TASK GOAL => Give again exactly the lines that stretch from the one with "Where can you see the front tire" to the end of the data below, including both of those lines and nothing else.

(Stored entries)
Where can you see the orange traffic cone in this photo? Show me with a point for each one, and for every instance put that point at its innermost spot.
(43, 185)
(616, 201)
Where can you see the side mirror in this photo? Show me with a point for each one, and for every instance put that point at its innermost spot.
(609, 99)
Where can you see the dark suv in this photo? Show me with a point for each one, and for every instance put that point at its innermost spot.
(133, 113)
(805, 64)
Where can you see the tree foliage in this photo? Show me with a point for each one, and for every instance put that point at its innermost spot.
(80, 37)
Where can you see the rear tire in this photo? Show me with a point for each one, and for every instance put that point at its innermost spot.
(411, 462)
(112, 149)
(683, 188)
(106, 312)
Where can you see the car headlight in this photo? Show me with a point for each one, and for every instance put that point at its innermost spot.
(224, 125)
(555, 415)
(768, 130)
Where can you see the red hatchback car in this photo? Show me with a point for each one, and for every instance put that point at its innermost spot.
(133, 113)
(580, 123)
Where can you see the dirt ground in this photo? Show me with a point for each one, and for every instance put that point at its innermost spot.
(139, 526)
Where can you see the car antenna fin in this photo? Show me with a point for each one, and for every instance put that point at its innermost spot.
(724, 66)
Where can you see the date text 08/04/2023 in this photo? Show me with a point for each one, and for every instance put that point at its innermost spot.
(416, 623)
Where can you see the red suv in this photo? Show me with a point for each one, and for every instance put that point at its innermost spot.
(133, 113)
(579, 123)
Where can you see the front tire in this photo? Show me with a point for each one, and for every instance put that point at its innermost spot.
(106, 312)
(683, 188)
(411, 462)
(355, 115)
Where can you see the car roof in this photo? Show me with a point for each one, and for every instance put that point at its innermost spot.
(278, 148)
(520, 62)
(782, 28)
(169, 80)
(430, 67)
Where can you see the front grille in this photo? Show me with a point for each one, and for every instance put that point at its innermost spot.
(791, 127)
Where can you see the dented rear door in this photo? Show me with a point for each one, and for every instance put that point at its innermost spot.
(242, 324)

EXPECTED ANSWER =>
Where can you see the front tire in this photo? Show me with a point for each one, and for every instance put that point at its innermost spot.
(106, 312)
(683, 188)
(411, 462)
(355, 115)
Where can you see the car roof in this photo? Show me with a point for each one, and for every instance put that point at its innermost spot.
(278, 148)
(520, 62)
(782, 28)
(169, 80)
(430, 67)
Where can you see the front grille in this photo? Show me with a point for each one, and for every instance put that point at its innermost spot.
(791, 127)
Where can you see the dented rear door in this photo? Show me with a point for each one, and for every instance put that point at its innermost spot.
(242, 324)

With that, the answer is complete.